*SOURCE*
-- -- --

Best for: Development, testing, or environments where state doesn't need to persist across restarts.

Scenario 2: Production State Management

Configuration:

Collection Name: "ci_states"
Omit Severity Zero: Enabled
Expire Alarms: 48 hours
Resync: 12 hours

Best for: Production environments requiring persistent state tracking and regular synchronization.

Scenario 3: Complete Alarm History

Configuration:

Collection Name: "full_states"
Omit Severity Zero: Disabled
Expire Alarms: 0
Resync: 6 hours

Best for: Audit scenarios where you need visibility into both active and cleared alarms.

Scenario 4: Flap Prevention with Delays

Configuration:

Collection Name: "ci_states"
Omit Severity Zero: Enabled
Expire Alarms: 24 hours
Resync: 12 hours
Incoming alarms configured with appropriate delay values (e.g., 180 seconds for warnings)

Best for: Environments with intermittent conditions or noisy monitoring where you want to suppress transient alarms.

Operational Behavior

Automatic Processing

The plugin operates continuously with several automatic processes:

Immediate Processing: Incoming alarms are processed immediately, triggering state updates when necessary (unless delayed)
Delay Promotion: Every 10 seconds, alarms whose delay periods have expired are promoted and state changes are published
Hourly Cleanup: If alarm expiration is configured, old alarms are removed every hour
Scheduled Resync: If configured, complete state messages are sent at the specified interval

State Updates

State messages are sent when:

A new alarm is promoted (after delay, if applicable) for a CI
An alarm's severity changes
The overall state severity changes (e.g., a critical alarm clears, leaving only warnings)
A resynchronization interval triggers
An alarm expires and affects the overall state

Performance Considerations

In-Memory Mode: Fastest processing but state is lost on restart
MongoDB Mode: Persistent state but requires database connectivity
Resync Interval: More frequent resync provides better synchronization but increases message volume
Expire Alarms: Regular cleanup prevents unbounded growth of state data
Delay Processing: Minimal overhead; delayed alarms are efficiently managed in memory

Troubleshooting

States Not Updating

Verify incoming alarms are reaching the plugin
Check that the CI identifier (group field) is consistent across alarms
Ensure alarms have valid suppression keys
Review MongoDB connectivity if using persistent storage
Check if alarms are in delay period and haven't been promoted yet

Alarms Not Appearing in State

Verify the alarm delay period hasn't caused the alarm to wait before promotion
Check if the alarm cleared (severity 0) during its delay period
Ensure "Omit Severity Zero" setting matches your expectations
Verify alarm validation (group and suppression key must be present)

-- -- --

*MATERIAL SUPPLIED*
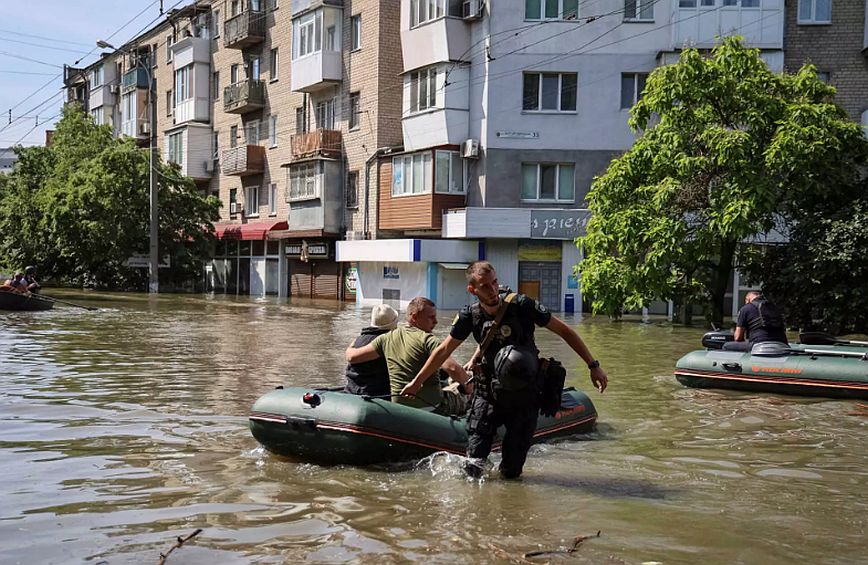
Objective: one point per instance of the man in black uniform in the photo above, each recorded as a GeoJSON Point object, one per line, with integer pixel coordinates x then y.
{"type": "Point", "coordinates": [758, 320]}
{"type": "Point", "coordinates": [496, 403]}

-- -- --

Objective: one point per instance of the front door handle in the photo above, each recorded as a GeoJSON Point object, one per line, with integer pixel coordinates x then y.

-- -- --

*BRIEF*
Answer from the alarm plugin documentation:
1. What resync interval does Scenario 3, "Complete Alarm History," use?
2. How often are alarms whose delay periods have expired promoted?
3. What drawback of In-Memory Mode does the documentation list?

*FINISHED ANSWER*
1. 6 hours
2. Every 10 seconds
3. State is lost on restart.